··· Passage provided

In the 50-kilometre walk at the 1948 Olympics, the gold and silver medallists were aged 28 and 33 respectively. The man who took bronze, Britain’s ‘Tebbs’ Lloyd-Johnson, was 48 years old. Still the oldest person ever to win an Olympic track and field medal, Tebbs is now more famous than the men who finished ahead of him.
Another British bronze at those 1948 London Olympics was also worth more than most gold medals. Just three years previously when released from forced labour in a Japanese prisoner of war camp, weightlifter Jim Halliday had weighed a skeletal six stone (38 kg). Restoring his strength by eating eggs (including the shells which, he maintained, contained more calcium), Halliday shovelled coal all day at Kearsley Power Station, before training at home: ‘Unfortunately the bar was 6 foot 11 inches long and the widest part of the room was 7 foot 1 inch… The bar had to go straight up and straight down.’ Securing bronze with his very last attempt, ‘Jumping Jim Halliday’ leapt joyfully over the bar he’d just lifted.
Surprising as it sounds, athletes often feel better about winning bronze than silver
Surprising as it sounds, athletes often feel better about winning bronze than silver. After analysing footage of Olympic competitors at the moment they learned which medal they’d won, then on the podium receiving it and later during interviews, psychologists report that in general silver medallists are the least happy with their lot. Counter-intuitive? Maybe, but remember that for the rest of their lives the silver medallists are going to have to put up with ‘helpful’ suggestions (‘Perhaps if you’d just sort of lunged at the line like a hundredth of a second sooner …?’).

······
··· Record set

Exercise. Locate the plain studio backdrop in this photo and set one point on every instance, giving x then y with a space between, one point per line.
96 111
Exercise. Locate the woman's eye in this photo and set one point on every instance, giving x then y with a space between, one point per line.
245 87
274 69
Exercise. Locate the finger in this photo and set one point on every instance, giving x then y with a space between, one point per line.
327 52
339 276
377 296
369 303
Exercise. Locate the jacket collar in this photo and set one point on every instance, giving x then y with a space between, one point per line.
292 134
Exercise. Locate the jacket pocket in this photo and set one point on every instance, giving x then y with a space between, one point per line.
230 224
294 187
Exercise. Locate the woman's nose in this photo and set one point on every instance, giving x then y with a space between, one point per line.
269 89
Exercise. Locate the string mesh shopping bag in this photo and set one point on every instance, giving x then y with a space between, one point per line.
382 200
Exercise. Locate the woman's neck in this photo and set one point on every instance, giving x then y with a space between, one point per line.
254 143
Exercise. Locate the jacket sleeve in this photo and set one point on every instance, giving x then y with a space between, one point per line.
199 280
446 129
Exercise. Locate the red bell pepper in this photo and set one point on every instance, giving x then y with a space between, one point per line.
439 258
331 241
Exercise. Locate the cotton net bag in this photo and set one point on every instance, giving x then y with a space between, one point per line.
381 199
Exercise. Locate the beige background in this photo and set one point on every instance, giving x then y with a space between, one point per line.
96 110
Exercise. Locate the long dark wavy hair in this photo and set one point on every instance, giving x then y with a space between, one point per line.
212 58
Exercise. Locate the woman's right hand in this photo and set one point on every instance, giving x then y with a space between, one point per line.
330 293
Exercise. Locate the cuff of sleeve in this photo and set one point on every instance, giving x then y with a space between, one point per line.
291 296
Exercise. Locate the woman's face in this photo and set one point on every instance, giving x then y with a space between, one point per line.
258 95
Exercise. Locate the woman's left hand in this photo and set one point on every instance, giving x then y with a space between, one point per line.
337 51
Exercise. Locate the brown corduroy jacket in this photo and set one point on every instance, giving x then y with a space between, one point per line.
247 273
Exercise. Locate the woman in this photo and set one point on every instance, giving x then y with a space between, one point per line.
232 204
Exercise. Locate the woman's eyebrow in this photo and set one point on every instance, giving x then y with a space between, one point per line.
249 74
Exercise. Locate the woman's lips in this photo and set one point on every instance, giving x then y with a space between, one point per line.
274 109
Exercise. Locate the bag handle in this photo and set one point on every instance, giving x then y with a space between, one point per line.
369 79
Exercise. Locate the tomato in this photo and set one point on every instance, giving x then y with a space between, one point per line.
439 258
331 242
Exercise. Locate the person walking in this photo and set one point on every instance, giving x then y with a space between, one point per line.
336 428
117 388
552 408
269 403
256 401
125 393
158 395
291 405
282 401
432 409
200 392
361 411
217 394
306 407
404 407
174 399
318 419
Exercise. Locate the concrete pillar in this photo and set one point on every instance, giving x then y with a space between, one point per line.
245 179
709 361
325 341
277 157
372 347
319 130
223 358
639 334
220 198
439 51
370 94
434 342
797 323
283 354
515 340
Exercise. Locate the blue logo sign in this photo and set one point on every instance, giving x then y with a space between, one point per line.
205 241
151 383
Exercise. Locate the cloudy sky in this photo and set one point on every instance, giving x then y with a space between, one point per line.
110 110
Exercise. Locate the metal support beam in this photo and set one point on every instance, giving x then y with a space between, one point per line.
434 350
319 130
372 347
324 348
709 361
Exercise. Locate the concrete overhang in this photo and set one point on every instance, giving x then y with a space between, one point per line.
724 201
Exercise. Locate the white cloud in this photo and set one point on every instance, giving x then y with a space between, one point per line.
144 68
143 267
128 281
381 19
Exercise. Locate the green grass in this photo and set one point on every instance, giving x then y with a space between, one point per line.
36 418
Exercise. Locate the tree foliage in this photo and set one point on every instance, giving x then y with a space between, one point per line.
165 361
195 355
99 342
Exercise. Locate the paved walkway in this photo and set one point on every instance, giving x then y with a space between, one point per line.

······

• Your objective: Extend the passage above about Olympic bronze medallists, starting after its last sentence.

• Response to the task:
Since the games only come round every four years (or five when Covid intervenes), for many athletes there’s no second chance. ‘I think about what happened in Rio literally all the time. It hurts to my core. And it’s something I will never get over,’ commented one silver medallist after the last Olympics. Intense dissatisfaction at such a near miss often triggers the secretion of unhealthy stress hormones. Perhaps silver should come with a health warning.
If second place brings regret, the problem with gold is the excessive adulation; gold is often overhyped in an attempt to provide drama and a super-hero. Why else pretend that 9.81 seconds in the 100 metres dash is so much better than 9.82? Back in ancient Athens they’d have called that a dead heat. Instead the modern medal ceremony exaggerates these infinitesimal differences, placing gold a whole step higher on the podium. If gold was only a hundredth of a second ahead, perhaps that step should be just one millimetre higher – and see if anyone can actually spot the difference.
Besides, we shouldn’t confuse winning by a tiny margin in one race with actually being the best. Often the athlete with the fastest times in the months leading up to the Olympics doesn’t win the final. What happens in that particular race may be just one of several likely outcomes; run it again and you might well get a different result. As so often in life, deep down we sense that the winners were lucky and that those who narrowly missed out deserve some sympathy.
And in the long run, winning gold may not be so lucky; it may define a life too soon. It’s the curse of the child film star: everything afterwards is downhill. Problems accepting that the high point of their life is already behind them may explain why so many gold medallists struggle with depression.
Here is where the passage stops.